**What the task requires**
Turn the lines below into a numbered list, skipping any blank lines.

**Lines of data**
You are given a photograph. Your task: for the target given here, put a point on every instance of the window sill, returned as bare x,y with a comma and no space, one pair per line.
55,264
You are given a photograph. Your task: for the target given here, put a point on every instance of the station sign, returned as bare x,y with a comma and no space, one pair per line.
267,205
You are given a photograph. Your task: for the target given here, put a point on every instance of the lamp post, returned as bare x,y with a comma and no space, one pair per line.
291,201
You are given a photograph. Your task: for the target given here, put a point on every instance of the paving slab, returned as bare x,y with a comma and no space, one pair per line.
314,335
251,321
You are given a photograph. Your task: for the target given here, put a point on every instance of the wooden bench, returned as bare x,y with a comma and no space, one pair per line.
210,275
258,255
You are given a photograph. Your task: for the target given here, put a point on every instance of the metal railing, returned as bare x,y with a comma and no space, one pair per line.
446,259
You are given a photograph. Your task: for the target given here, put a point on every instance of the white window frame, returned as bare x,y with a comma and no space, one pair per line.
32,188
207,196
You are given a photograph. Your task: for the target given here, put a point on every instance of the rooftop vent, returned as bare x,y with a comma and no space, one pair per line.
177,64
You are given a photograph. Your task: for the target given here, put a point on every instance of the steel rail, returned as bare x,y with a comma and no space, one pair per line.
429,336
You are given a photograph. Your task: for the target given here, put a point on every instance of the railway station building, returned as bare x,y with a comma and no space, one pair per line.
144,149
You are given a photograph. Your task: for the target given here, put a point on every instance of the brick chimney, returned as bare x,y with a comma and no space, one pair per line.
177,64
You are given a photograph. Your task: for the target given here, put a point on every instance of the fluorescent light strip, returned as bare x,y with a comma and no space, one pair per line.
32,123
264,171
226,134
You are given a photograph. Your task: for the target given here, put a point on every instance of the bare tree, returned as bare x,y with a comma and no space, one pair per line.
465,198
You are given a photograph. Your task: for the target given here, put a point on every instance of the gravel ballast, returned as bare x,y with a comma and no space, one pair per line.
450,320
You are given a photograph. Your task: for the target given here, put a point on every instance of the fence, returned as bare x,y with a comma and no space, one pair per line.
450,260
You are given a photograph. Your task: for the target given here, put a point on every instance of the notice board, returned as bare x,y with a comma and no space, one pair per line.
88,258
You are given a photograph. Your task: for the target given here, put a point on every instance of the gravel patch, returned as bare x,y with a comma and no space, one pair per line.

**Response to the exercise**
1. You are given a photograph. Your task: for the target given here, put a point on every instance of the window sill, returned as bare x,y with a comma and no space, one pair per line.
2. 55,264
3. You are given a photograph. Your task: for the target given here, put a point on every instance of the station sign, returned as bare x,y with a comma and no space, one pair per line.
4. 267,205
5. You are given a photograph. Your task: for the target given here, put a point on every instance of the lamp post, returned as bare x,y with a comma and no space, one pair per line.
6. 291,201
7. You are given a photograph. Your task: for the target given here, put a point on every instance of the paving slab, returned as bare x,y with a comma and no space, one pair per line.
8. 314,335
9. 251,321
10. You are given a photograph. Your task: for the target given here, put a point on every instance of the wooden bench, returned as bare x,y with a comma and no space, one pair per line.
11. 210,275
12. 258,255
13. You are given a photograph. Your task: for the target given here, put a point on every instance of the metal railing, returned as bare x,y with a comma and no space, one pair per line.
14. 446,259
15. You are given a photograph. Your task: for the target given here, put a point on every instance of the white window frame, returned as bare x,y with a comma and no space, one pair per line.
16. 32,188
17. 207,196
18. You are given a photograph. Your task: for the target given here, put a point on every instance of the rooftop vent, returned as bare x,y with a comma and no space, one pair per line.
19. 177,64
20. You are given a photograph. Your task: for the target given here, put a point on every instance of the steel rail, returned as bare x,y with a comma and no space, one pair per line.
21. 429,336
22. You are given a photograph. Your task: for the target given here, put a point on every instance of the railway station building, returned as bare x,y with a comma and no space, one pair per line.
23. 144,149
24. You are given a photograph. Your task: for the target given here, put a point on every instance of the brick chimney, returned as bare x,y with a comma and no space, one pair per line.
25. 177,64
26. You are given a photograph. Your task: for the target given here, put a point on every instance of the fluorescent light strip, returned as bare x,y with a comma and no space, one pair per line.
27. 32,123
28. 264,171
29. 226,134
30. You are given a photograph. Your task: for the target given here, put a point on every instance of the bare tree, returned as bare x,y with a comma and no space, one pair per line.
31. 465,198
32. You are given a photograph. Your task: for the target given here, put a point on every instance of the gravel ballast, returned as bare x,y with a comma and no space, one pair per line.
33. 450,320
34. You are given a photograph. Your task: for the target given here, put a point on every instance of the fence, returned as bare x,y with a comma and no space, one pair per line.
35. 450,260
36. You are given a photograph. Your task: for the target given here, put a point on every instance of the notice board, returned as bare x,y with a comma and no space, one pair per line.
37. 88,258
38. You are given a photograph. Your task: for the target given here, put a point on every instance of the gravel patch, returned as bare x,y with a comma and no space, one pair per line.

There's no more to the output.